- Problem to solve
Write out every record below exactly, so that nothing differs from what is shown.

--

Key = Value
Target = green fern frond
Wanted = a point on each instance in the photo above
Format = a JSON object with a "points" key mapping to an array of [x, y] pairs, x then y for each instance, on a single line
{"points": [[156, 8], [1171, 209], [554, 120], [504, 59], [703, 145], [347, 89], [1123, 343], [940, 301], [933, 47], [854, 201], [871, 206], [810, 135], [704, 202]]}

--

- Solution to the exercise
Key = Value
Target = green fern frond
Wanted = a point on each instance in the photo above
Format = a JSON object with a "points" key mapping to an array of [x, y] pairs, x then y for each instance, on a single line
{"points": [[156, 8], [1171, 209], [554, 120], [504, 59], [703, 145], [347, 89], [1123, 343], [940, 301], [933, 47], [854, 201], [871, 206], [810, 135], [704, 202]]}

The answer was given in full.